Novel Approach to Predicting Response to Immunotherapy in Melanoma


Researchers have created a gene-expression predictor that determines whether specific patients with melanoma are likely to respond to treatment with immune checkpoint inhibitors, based on a study conducted by Noam Auslander, MD, of the University of Maryland, and colleagues. Published in Nature Medicine, the study suggests that the new predictor, called IMPRES, appears to be accurate across many different melanoma patient data sets, unlike other existing predictors.

“There is a critical need to be able to predict how cancer patients will respond to this type of immunotherapy,” commented Eytan Ruppin, MD, PhD, of the National Cancer Institute’s (NCI) newly established Cancer Data Science Laboratory, who led the study, in a press release. “Being able to predict who is highly likely to respond and who isn’t will enable us to more accurately and precisely guide patients’ treatment.”

The researchers tested IMPRES (the immune-predictive score) on 297 samples from multiple studies. The higher the IMPRES score for a sample, the more likely it was to undergo spontaneous regression. They found that the predictor outperformed existing approaches, with an overall accuracy of AUC = 0.83. In addition, it seemed capable of diagnosing almost all patients who responded to the inhibitors and more than half of those who did not.

“We now know that immunotherapy works, but we do not understand well why a particular therapy will work for some patients but not others,” said Tom Misteli, PhD, Director of the Center for Cancer Research at NCI. “This study is a step forward in developing tools to address this challenge.”

# SUPPLIED RECORDS
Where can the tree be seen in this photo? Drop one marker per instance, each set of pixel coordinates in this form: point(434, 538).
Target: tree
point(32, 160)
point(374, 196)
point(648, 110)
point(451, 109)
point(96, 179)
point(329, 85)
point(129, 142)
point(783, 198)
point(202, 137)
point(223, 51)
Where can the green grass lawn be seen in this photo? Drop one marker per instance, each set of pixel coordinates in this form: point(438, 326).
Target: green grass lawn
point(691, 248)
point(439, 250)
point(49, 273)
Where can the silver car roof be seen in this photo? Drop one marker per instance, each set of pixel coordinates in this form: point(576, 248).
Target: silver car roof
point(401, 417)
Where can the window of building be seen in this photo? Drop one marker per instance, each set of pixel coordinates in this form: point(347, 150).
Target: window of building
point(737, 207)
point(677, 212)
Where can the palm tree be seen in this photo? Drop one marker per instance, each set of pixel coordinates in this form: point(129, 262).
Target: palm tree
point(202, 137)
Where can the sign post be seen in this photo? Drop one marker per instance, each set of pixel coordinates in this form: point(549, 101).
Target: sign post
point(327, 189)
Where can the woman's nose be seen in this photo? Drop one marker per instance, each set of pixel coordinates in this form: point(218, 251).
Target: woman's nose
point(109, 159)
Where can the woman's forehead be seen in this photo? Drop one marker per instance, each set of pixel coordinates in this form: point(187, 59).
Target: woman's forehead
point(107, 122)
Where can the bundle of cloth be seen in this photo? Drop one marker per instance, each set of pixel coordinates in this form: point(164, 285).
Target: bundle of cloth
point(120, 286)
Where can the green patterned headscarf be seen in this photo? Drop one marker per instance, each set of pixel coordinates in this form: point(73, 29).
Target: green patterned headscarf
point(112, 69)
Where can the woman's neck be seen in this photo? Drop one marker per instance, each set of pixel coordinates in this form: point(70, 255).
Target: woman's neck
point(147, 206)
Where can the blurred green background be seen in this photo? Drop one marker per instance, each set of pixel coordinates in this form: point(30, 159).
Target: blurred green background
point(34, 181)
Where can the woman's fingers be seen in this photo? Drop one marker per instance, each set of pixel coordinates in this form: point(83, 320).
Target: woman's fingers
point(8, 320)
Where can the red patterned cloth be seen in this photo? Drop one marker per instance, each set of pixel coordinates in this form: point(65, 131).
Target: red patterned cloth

# WORK INSTRUCTION 1
Translate this sentence from the melanoma immunotherapy article into Spanish: "The researchers tested IMPRES (the immune-predictive score) on 297 samples from multiple studies."
# WORK INSTRUCTION 2
According to the melanoma immunotherapy article, in which journal was the IMPRES study published?

# TASK OUTPUT 1
Los investigadores probaron IMPRES (la puntuación inmunopredictiva) en 297 muestras procedentes de múltiples estudios.

# TASK OUTPUT 2
Nature Medicine.